WORK REQUIRED: Your task is to reproduce the entries below word for word.

DATASET:
(begin)

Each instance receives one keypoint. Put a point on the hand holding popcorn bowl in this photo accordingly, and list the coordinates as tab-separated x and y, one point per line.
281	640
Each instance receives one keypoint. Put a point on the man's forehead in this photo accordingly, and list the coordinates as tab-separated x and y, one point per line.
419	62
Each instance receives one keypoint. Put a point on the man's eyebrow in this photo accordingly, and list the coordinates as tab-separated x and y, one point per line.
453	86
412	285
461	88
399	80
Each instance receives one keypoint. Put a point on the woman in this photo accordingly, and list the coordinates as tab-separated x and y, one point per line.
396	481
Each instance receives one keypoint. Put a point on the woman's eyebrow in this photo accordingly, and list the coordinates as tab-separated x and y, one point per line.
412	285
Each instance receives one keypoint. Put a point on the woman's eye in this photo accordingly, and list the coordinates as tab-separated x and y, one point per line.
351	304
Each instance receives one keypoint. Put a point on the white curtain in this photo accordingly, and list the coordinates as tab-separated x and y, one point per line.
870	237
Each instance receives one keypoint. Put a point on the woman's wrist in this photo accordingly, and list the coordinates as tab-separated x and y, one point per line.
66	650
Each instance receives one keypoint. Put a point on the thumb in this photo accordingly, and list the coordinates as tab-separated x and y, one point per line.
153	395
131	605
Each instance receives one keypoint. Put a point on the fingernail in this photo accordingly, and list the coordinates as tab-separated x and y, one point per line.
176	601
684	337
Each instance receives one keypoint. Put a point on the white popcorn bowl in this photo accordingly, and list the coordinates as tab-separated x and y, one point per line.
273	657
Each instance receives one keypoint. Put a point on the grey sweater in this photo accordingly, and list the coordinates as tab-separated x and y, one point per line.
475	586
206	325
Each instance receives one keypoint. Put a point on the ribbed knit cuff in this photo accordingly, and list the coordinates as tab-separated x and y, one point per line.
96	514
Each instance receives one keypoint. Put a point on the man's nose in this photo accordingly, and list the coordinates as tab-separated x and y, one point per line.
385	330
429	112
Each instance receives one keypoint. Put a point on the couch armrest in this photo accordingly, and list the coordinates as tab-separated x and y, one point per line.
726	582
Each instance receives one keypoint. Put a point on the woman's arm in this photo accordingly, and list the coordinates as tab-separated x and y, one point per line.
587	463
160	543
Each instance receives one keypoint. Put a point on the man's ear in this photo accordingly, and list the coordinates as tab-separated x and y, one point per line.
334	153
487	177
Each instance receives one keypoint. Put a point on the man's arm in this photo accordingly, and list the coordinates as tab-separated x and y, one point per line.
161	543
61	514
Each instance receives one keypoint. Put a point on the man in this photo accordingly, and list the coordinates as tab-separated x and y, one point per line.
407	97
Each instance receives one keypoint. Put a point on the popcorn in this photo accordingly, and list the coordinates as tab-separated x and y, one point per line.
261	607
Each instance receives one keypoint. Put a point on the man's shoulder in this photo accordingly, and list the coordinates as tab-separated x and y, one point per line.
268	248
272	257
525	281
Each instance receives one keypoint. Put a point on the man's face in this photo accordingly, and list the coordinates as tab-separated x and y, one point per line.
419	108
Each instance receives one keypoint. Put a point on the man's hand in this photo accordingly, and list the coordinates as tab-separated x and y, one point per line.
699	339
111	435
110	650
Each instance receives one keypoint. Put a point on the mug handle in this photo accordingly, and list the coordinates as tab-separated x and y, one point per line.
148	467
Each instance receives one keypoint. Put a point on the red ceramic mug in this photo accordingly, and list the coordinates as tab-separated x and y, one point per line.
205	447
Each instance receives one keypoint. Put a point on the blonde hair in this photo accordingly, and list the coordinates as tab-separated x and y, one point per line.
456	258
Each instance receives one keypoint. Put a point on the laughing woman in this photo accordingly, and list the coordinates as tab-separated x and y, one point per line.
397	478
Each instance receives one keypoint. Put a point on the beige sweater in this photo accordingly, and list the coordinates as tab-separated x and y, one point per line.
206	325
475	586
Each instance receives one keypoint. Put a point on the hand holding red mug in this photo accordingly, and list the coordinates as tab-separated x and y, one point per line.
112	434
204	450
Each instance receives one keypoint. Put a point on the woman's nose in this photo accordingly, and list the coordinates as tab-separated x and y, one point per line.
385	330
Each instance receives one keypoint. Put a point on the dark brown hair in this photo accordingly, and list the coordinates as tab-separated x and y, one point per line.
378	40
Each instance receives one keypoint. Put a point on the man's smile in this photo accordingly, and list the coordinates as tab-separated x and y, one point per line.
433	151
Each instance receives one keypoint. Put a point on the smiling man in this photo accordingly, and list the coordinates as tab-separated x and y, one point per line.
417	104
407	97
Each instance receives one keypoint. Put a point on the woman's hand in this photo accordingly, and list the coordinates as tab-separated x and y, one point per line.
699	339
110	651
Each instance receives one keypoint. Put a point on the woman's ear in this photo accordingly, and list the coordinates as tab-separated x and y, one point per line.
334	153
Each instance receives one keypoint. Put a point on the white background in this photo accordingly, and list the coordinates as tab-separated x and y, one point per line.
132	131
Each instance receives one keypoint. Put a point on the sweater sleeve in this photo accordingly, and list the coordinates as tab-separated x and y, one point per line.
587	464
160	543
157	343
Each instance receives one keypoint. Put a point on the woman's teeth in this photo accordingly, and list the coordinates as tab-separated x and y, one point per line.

(end)

EXERCISE RESPONSE:
Each instance receives one keypoint. Put a point on the hand holding popcorn bowl in this photo accordingly, and list the coordinates as tab-separated x and y, one point per line.
281	640
Each instance receives one keypoint. Put a point on the man's forehead in this photo accordingly, and list the coordinates as tab-separated x and y, one point per line.
419	62
Each instance receives one keypoint. Put a point on the man's eyebrow in this photo accordingly, and list the coordinates as tab-separated x and y, one point per line.
453	86
412	285
461	88
399	80
Each instance receives one keypoint. Put a point on the woman in this photo accordingly, and list the coordinates as tab-separated x and y, one point per line.
396	481
Each instance receives one keypoint. Put a point on the woman's eyebrow in this photo accordingly, and list the coordinates as tab-separated x and y, one point per line.
412	285
Each instance receives one keypoint. Put a point on the woman's eye in this photo accordingly, and list the coordinates as tab-separated x and y, one point per line.
351	304
Each instance receives one keypoint. Put a point on the white curtain in this photo accordingly, and list the coordinates as tab-separated x and y, one point per line.
870	237
Each instance receives one keypoint. Put a point on the woman's wrist in this photo accordingly, and list the coordinates as tab-separated x and y, one point per line.
66	650
Each instance receives one keypoint. Put a point on the thumb in this photo accordingly, and list the coordinates as tab-separated x and y, one point per line.
153	395
131	605
Each instance receives one keypoint. Put a point on the fingernail in this photo accordingly, and list the coordinates as tab-separated x and y, one point per line.
176	601
684	337
Each instance receives one keypoint. Put a point on the white popcorn bowl in this photo accordingly, and list the coordinates as tab-separated x and y, one point per line.
273	657
Each instance receives one keypoint. Put a point on the grey sweater in this photo accordingly, and list the coordinates as tab-separated x and y, one point per line.
475	586
206	325
Each instance receives one keypoint. Put a point on the ribbed knit cuff in this photo accordingly, and list the coordinates as tab-separated x and y, one point per line.
96	514
Each instance receives one keypoint. Put a point on the man's nose in this photo accordingly, and list the coordinates as tab-separated x and y, one point per line.
385	330
429	112
Each instance receives one keypoint. Put a point on the couch armrest in this photo accordingly, and list the coordinates as tab-separated x and y, one point per line.
726	582
Each instance receives one keypoint. Put a point on the woman's arm in this photo accordingly, and list the coordinates as tab-separated x and y, one point per line.
587	463
160	543
Each instance receives one keypoint. Put a point on the man's ear in this photo accordingly, and list the coordinates as tab-separated x and y, one point per line.
334	153
487	177
Each instance receives one keypoint. Put a point on the man's arm in this photo accordingly, and list the coordinates as tab-separated x and y, one point per line.
161	543
61	514
Each instance receives one keypoint. Put a point on the man in this photo accordingly, and list the coordinates as tab-separated x and y, one point per line.
407	97
Each instance receives one keypoint. Put a point on the popcorn in this photo accordingly, and list the coordinates as tab-separated x and y, one point per line.
261	607
Each instance receives one keypoint. Put a point on the man's shoulder in this photo accordingly, and list the coordinates as tab-separated x and y, one point per line.
268	248
272	257
525	281
Each instance receives one keypoint. Put a point on the man's face in this photo accordingly, and list the coordinates as tab-separated x and y, one point per line.
419	108
Each instance receives one keypoint. Put a point on the man's hand in this photo accordingly, and list the coordinates as tab-separated x and y, one point per line.
699	339
111	435
110	650
Each instance receives one keypoint. Put a point on the mug handle in this photo accordingly, and list the coordinates as tab-separated x and y, one point per line.
148	467
Each instance receives one keypoint. Put a point on the red ceramic mug in this photo accordingly, and list the coordinates as tab-separated x and y, one point per line.
205	447
Each instance receives one keypoint. Put a point on the blonde hair in this photo accordingly, and list the coordinates as tab-separated x and y, one point per line.
456	258
Each instance receives one keypoint. Put a point on the laughing woman in this photo accordingly, and list the coordinates as tab-separated x and y, one point per line.
397	478
Each instance receives one keypoint. Put a point on the beige sweater in this photo accordingly, and list the coordinates as tab-separated x and y, one point per line.
206	325
475	586
Each instance receives one keypoint. Put a point on the hand holding red mug in this photo accordingly, and list the coordinates as tab-separated x and y, one point per line.
112	434
204	450
Each instance receives one keypoint. Put a point on the woman's nose in this photo accordingly, and list the coordinates as tab-separated x and y, one point per line.
385	330
Each instance receives one keypoint. Put a point on the dark brown hair in this photo accordingly, and list the coordinates as tab-separated x and y, one point per line.
378	40
Each instance receives one keypoint. Put a point on the man's smile in this photo accordingly, and list the coordinates as tab-separated x and y, one point per line.
433	151
Each instance receives one keypoint. Put a point on the smiling man in this photo accordingly, and list the coordinates as tab-separated x and y, one point per line.
417	104
407	97
Each instance receives one keypoint. Put a point on the woman's hand in this photo accordingly, and list the coordinates as tab-separated x and y, one point per line.
699	339
110	651
Each instance receives one keypoint. Put a point on the woman's ear in this photo accordingly, and list the coordinates as tab-separated x and y, one point per line.
334	153
Each instance receives one keypoint. Put a point on the white background in this photo accordingly, and list the coordinates as tab-separated x and y, one point per line.
132	131
Each instance receives one keypoint. Put a point on the sweater sleeve in this photo accordingly, and list the coordinates as tab-separated x and y, one point per line.
587	464
160	543
157	343
Each instance receives one keypoint. Put a point on the woman's teeth in this photo accordingly, and list the coordinates as tab-separated x and y, one point per line.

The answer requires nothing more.